■ **Instructions for the task**
The reply should hold every line of the data, unchanged and complete.

Records from a data source
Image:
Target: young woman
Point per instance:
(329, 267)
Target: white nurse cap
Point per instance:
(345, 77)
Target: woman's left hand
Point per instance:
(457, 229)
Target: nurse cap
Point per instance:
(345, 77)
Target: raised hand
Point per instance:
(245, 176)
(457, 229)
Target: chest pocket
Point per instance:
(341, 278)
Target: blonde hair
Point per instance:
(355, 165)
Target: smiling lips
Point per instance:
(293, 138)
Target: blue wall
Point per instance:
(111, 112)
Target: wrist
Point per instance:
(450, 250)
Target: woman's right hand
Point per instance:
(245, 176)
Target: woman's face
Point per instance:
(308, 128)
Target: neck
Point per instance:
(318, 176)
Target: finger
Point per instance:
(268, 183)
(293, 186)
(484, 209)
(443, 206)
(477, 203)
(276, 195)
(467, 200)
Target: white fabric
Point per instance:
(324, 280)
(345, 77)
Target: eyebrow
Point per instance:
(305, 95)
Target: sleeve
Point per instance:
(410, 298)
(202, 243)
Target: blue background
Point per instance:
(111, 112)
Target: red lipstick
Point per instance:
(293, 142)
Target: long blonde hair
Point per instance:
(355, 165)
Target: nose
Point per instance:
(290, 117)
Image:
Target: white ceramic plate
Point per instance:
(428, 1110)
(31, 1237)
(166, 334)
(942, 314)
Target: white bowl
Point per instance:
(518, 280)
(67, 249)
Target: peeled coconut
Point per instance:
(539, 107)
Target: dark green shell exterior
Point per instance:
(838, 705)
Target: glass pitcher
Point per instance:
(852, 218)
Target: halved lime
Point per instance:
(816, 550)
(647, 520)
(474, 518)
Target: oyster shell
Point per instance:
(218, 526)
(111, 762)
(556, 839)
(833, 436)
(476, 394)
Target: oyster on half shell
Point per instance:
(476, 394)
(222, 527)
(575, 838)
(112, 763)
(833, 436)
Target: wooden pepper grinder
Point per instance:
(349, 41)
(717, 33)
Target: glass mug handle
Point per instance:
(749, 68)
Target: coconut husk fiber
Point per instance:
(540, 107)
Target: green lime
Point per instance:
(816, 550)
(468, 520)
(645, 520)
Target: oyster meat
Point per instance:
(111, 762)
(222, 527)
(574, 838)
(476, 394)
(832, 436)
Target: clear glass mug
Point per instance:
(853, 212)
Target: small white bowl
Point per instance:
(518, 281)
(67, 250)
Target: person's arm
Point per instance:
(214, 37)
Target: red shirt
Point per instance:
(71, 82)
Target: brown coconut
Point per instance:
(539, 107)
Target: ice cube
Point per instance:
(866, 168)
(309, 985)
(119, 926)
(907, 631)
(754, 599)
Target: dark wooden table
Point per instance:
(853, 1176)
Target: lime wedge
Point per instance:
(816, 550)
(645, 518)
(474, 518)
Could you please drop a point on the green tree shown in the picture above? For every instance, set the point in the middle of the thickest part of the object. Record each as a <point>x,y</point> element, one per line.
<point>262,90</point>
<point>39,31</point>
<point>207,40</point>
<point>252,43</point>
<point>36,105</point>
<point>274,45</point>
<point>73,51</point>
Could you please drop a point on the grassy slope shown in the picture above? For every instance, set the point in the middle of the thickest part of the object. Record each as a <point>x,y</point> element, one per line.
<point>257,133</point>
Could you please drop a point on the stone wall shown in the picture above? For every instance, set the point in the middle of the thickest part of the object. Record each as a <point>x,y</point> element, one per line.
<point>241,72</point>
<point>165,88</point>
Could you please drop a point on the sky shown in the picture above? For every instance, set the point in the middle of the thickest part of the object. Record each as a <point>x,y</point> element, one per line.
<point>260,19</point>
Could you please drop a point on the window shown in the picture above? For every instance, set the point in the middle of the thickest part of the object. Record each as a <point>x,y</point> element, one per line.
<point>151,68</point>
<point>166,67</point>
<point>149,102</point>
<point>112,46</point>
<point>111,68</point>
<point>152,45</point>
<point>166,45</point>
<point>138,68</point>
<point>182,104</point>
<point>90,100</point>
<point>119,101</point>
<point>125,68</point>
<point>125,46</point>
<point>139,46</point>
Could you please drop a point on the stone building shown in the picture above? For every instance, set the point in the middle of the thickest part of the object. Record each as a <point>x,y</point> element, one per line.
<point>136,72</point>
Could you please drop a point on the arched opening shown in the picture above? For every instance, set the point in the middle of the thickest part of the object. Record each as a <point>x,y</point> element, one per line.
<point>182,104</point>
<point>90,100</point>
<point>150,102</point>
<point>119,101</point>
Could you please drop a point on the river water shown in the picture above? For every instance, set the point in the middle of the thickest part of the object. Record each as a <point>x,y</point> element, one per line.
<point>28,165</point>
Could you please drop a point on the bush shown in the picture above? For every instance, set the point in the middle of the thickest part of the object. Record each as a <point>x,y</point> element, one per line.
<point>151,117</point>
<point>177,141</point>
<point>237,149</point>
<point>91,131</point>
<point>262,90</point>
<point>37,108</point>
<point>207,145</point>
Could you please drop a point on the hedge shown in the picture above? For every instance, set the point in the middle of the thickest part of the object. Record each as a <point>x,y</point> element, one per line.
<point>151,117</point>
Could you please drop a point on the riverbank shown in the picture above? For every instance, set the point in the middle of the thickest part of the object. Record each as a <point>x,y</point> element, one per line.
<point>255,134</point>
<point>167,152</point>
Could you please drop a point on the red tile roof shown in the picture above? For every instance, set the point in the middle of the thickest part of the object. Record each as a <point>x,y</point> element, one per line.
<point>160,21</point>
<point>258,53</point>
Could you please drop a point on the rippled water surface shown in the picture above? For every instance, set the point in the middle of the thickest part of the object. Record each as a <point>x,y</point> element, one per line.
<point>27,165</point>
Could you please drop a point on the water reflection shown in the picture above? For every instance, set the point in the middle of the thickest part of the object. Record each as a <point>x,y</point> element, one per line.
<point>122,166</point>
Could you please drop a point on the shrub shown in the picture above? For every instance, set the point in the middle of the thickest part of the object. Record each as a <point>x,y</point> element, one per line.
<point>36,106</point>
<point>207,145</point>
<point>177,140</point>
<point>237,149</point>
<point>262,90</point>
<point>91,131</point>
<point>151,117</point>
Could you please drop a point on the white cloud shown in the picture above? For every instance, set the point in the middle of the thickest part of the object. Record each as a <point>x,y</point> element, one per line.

■ **Output for this task**
Image:
Target: young woman
Point per instance:
(329, 267)
Target: white nurse cap
Point per instance:
(345, 77)
Target: woman's left hand
Point per instance:
(457, 229)
Target: nurse cap
Point per instance:
(345, 77)
Target: raised hand
Point per instance:
(245, 176)
(457, 229)
Target: chest pocket
Point per instance:
(341, 278)
Target: blonde hair
Point per instance:
(355, 165)
Target: smiling lips
Point per instance:
(293, 138)
Target: blue wall
Point per instance:
(111, 112)
Target: wrist
Point per instance:
(450, 250)
Target: woman's right hand
Point per instance:
(245, 176)
Target: woman's face
Point per instance:
(308, 128)
Target: neck
Point per instance:
(318, 176)
Target: finger
Point per instance:
(268, 183)
(293, 186)
(484, 209)
(443, 206)
(477, 203)
(276, 195)
(467, 200)
Target: white fabric
Point per instance:
(324, 280)
(345, 77)
Target: eyebrow
Point per instance:
(305, 95)
Target: sleeve
Point per instance:
(410, 298)
(202, 243)
Target: blue background
Point per instance:
(111, 112)
Target: red lipstick
Point per instance:
(293, 142)
Target: long blonde hair
Point per instance:
(355, 165)
Target: nose
Point per instance:
(290, 117)
Image:
Target: white ceramic plate
Point per instance:
(428, 1110)
(31, 1237)
(166, 334)
(942, 314)
Target: white bowl
Point per instance:
(518, 280)
(67, 249)
Target: peeled coconut
Point per instance:
(539, 107)
Target: dark green shell exterior
Point per instance:
(838, 705)
Target: glass pitcher
Point per instance:
(852, 218)
Target: halved lime
Point per instance:
(816, 550)
(647, 520)
(474, 518)
Target: oyster shell
Point per instance:
(218, 526)
(111, 762)
(556, 839)
(833, 436)
(476, 394)
Target: oyster on half shell
Point per instance:
(476, 394)
(222, 527)
(575, 838)
(112, 763)
(833, 436)
Target: wooden pepper grinder
Point per instance:
(349, 41)
(717, 33)
Target: glass mug handle
Point per instance:
(749, 68)
Target: coconut husk fiber
Point per instance:
(540, 107)
Target: green lime
Point per instance:
(816, 550)
(468, 520)
(645, 520)
Target: oyster meat
Point per instance:
(111, 762)
(222, 527)
(574, 838)
(476, 394)
(832, 436)
Target: clear glass mug
Point per instance:
(853, 212)
Target: small white bowl
Point per instance:
(518, 281)
(67, 250)
Target: person's arm
Point per instance:
(214, 37)
Target: red shirt
Point per instance:
(71, 82)
Target: brown coconut
Point per instance:
(539, 107)
Target: ice cube
Point per instance:
(866, 168)
(309, 985)
(119, 926)
(907, 631)
(754, 599)
Target: dark wooden table
Point per instance:
(853, 1176)
Target: lime wedge
Point per instance:
(816, 550)
(645, 518)
(474, 518)
Could you please drop a point on the green tree shown in the picture above? For every instance, set the point in the middle of the thickest part of the object. Record each as a <point>x,y</point> element, one per line.
<point>262,90</point>
<point>39,31</point>
<point>207,40</point>
<point>252,43</point>
<point>36,105</point>
<point>274,45</point>
<point>73,51</point>
Could you please drop a point on the grassy slope shown in the picture above? For every instance, set the point in the middle of the thickest part of the object. Record each as a <point>x,y</point> element, one per line.
<point>257,133</point>
Could you please drop a point on the stone wall shown in the picture above? For every instance, set the point in the middle of the thickest part of the object. Record each as a <point>x,y</point> element, one per line.
<point>241,72</point>
<point>165,88</point>
Could you please drop a point on the sky shown in the picture above? For every instance, set the point in the middle of the thickest part of the object. Record each as a <point>x,y</point> element, one per line.
<point>260,19</point>
Could you please drop a point on the window shown in the picture above? For every instance, set the point in the middle of the thickest part of the object. Record each as a <point>x,y</point> element, one per line.
<point>151,68</point>
<point>166,67</point>
<point>149,102</point>
<point>112,46</point>
<point>111,68</point>
<point>152,45</point>
<point>166,45</point>
<point>138,68</point>
<point>182,104</point>
<point>90,100</point>
<point>119,101</point>
<point>125,68</point>
<point>125,46</point>
<point>139,46</point>
Could you please drop a point on the stone building shown in the picture above? For every instance, set the point in the middle of the thickest part of the object. Record each as a <point>x,y</point> element, one per line.
<point>136,72</point>
Could you please drop a point on the arched opening shown in the picture above? For every instance, set the point in the middle of the thickest part of the object. Record each as a <point>x,y</point> element, one per line.
<point>182,104</point>
<point>90,100</point>
<point>150,102</point>
<point>119,101</point>
Could you please drop a point on the river water shown in the picture above? For every instance, set the point in the middle of the thickest part of the object. Record each as a <point>x,y</point> element, one per line.
<point>28,165</point>
Could you please drop a point on the bush shown in the picture above? For every instance, set the point in the middle of the thickest part of the object. Record each as a <point>x,y</point> element, one per line.
<point>151,117</point>
<point>177,141</point>
<point>237,149</point>
<point>91,131</point>
<point>262,90</point>
<point>37,108</point>
<point>207,145</point>
Could you please drop a point on the hedge shown in the picture above? For every instance, set the point in the middle of the thickest part of the object. Record each as a <point>x,y</point> element, one per line.
<point>151,117</point>
Could you please drop a point on the riverbank shown in the picture above? For every instance, set the point in the middle of the thickest part of the object. Record each as a <point>x,y</point> element, one per line.
<point>255,134</point>
<point>167,152</point>
Could you please drop a point on the red tile roof shown in the picture above? For every instance, set the point in the middle of the thickest part of the object. Record each as a <point>x,y</point> element, one per line.
<point>160,21</point>
<point>258,53</point>
Could you please drop a point on the rippled water surface shown in the picture above? For every instance, set the point in the middle of the thickest part of the object. Record each as a <point>x,y</point> element, one per line.
<point>27,165</point>
Could you please drop a point on the water reflection shown in the picture above? For every instance, set the point in the middle of the thickest part of the object. Record each as a <point>x,y</point> element, one per line.
<point>122,166</point>
Could you please drop a point on the shrub shown in the picture above? For every instance, set the point in the middle of the thickest part of the object. Record each as a <point>x,y</point> element, one per line.
<point>36,106</point>
<point>207,145</point>
<point>177,140</point>
<point>237,149</point>
<point>262,90</point>
<point>91,131</point>
<point>151,117</point>
Could you please drop a point on the white cloud shown in the picture above? For every instance, set the point in the middle of the thickest part of the object. Record each as a <point>x,y</point> element, one per line.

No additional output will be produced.